*Exercise description*.
Output every line below exactly.

Natural language region descriptions
Start of Block
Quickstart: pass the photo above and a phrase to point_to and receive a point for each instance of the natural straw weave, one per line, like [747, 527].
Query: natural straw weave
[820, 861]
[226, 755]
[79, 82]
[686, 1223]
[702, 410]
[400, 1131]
End of Block
*Reply to the exercise*.
Quickstart: pass the photo above and a phrase to point_to and receive a point for each instance of the natural straw weave, one per line, like [747, 527].
Query: natural straw weave
[820, 861]
[226, 755]
[79, 82]
[686, 1223]
[702, 410]
[400, 1131]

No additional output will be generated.